::: Exercise materials

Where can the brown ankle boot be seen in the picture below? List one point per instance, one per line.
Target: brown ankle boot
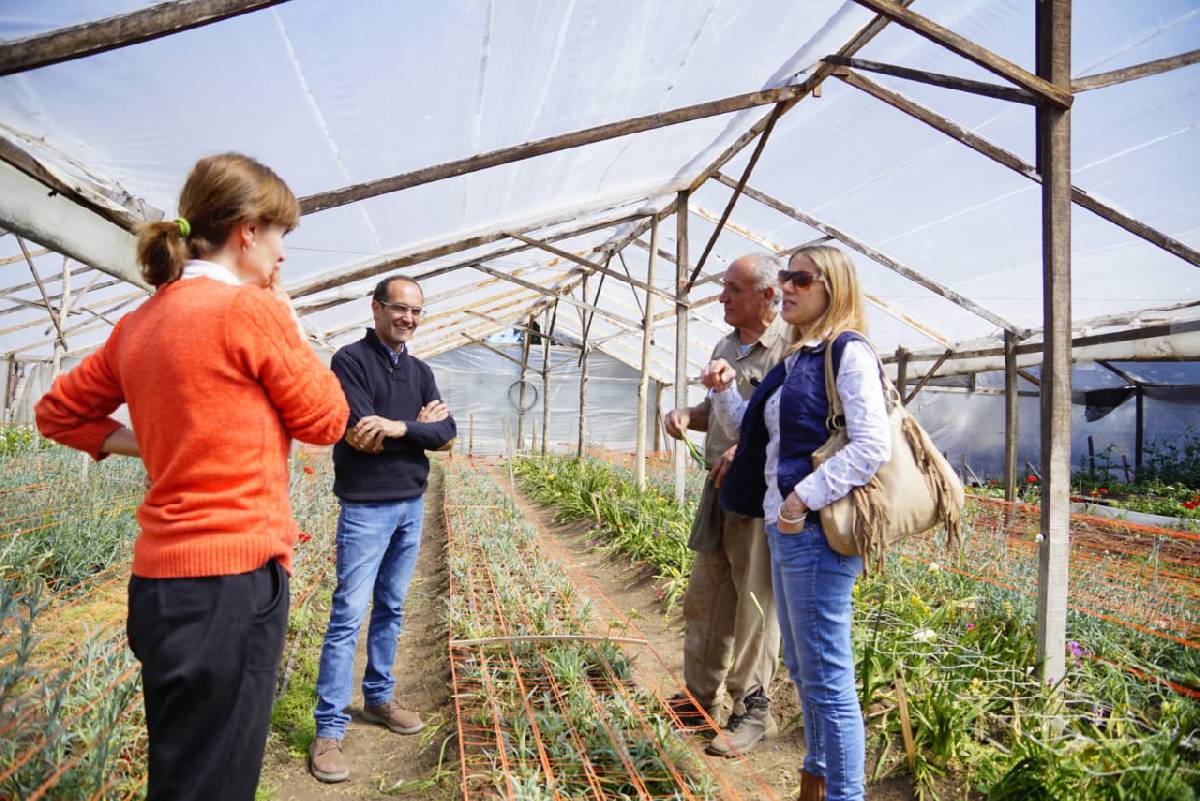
(811, 787)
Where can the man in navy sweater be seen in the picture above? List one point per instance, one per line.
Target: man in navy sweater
(379, 477)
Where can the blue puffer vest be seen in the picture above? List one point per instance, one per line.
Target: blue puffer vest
(802, 420)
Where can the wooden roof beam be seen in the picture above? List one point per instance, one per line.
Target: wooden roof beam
(1011, 94)
(353, 193)
(995, 64)
(121, 30)
(1158, 66)
(880, 258)
(1017, 164)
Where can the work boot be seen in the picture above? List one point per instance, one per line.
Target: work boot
(401, 721)
(811, 787)
(745, 729)
(685, 710)
(327, 760)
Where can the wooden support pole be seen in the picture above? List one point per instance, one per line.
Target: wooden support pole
(551, 313)
(525, 369)
(681, 377)
(581, 446)
(1140, 431)
(41, 288)
(1055, 94)
(737, 191)
(1138, 71)
(112, 32)
(60, 345)
(927, 377)
(1012, 161)
(658, 415)
(1054, 163)
(1012, 416)
(643, 379)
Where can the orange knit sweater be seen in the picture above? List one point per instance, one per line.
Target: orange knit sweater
(217, 383)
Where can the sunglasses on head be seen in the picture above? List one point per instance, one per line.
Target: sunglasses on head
(799, 278)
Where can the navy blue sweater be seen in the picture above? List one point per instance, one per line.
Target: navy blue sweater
(373, 386)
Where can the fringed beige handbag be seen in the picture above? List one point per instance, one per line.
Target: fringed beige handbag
(910, 494)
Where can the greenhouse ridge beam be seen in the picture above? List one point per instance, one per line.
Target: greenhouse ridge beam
(1011, 94)
(970, 50)
(1158, 66)
(427, 253)
(591, 265)
(1017, 164)
(334, 198)
(875, 256)
(118, 31)
(419, 257)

::::::

▸ **Your instructions**: Render every line of the records above as a numbered list, omitting blank lines and leaving out the pictures.

▸ **Written solution**:
1. Where can the brown ankle boot be seen in the picture below? List one point per instance, one per line.
2. Target: brown ankle boot
3. (811, 787)
4. Where can the man in navy sweater be seen in the picture above? List one point per instance, one per line.
5. Target: man in navy sweater
6. (379, 477)
7. Where can the blue puffer vest be seen in the picture above? List one point per instance, one per line.
8. Target: blue puffer vest
9. (802, 420)
10. Where can the wooden roof beam be seen in the picture above? List one point per instance, one per line.
11. Target: wooden roof beam
12. (1011, 94)
13. (353, 193)
14. (995, 64)
15. (121, 30)
16. (1158, 66)
17. (880, 258)
18. (1017, 164)
19. Where can the work boot be seen in the picture above? List one point per instance, one per line.
20. Target: work boot
21. (401, 721)
22. (811, 787)
23. (745, 729)
24. (685, 710)
25. (327, 760)
26. Where can the wooden support pole be seen in the picture above? List one point per instance, one per line.
27. Target: wooden support pole
28. (551, 313)
29. (525, 369)
30. (681, 377)
31. (581, 446)
32. (1140, 431)
33. (41, 288)
34. (1055, 94)
35. (737, 191)
36. (1138, 71)
37. (112, 32)
38. (60, 345)
39. (927, 377)
40. (1012, 161)
41. (658, 415)
42. (1054, 163)
43. (1012, 416)
44. (643, 379)
45. Where can the orange knit sweater be seen in the picture above? List one point per instance, one per line.
46. Target: orange knit sweater
47. (217, 383)
48. Where can the sunglasses on head be seen in the picture above? List one point per instance, one per line.
49. Target: sunglasses on head
50. (799, 278)
51. Where can the navy blue sweater be seen in the picture above? List one point per instance, one per line.
52. Target: navy blue sweater
53. (373, 386)
54. Where can the fringed beige handbag be seen in the picture above? List one point per instance, one per line.
55. Target: fringed beige handbag
56. (910, 494)
57. Where can the greenhouse ridge beam be seen in the picture above? List one point per instance, one per line.
58. Target: greenhouse ridge beam
59. (1011, 94)
60. (970, 50)
61. (1158, 66)
62. (427, 253)
63. (591, 265)
64. (1017, 164)
65. (334, 198)
66. (875, 256)
67. (118, 31)
68. (419, 257)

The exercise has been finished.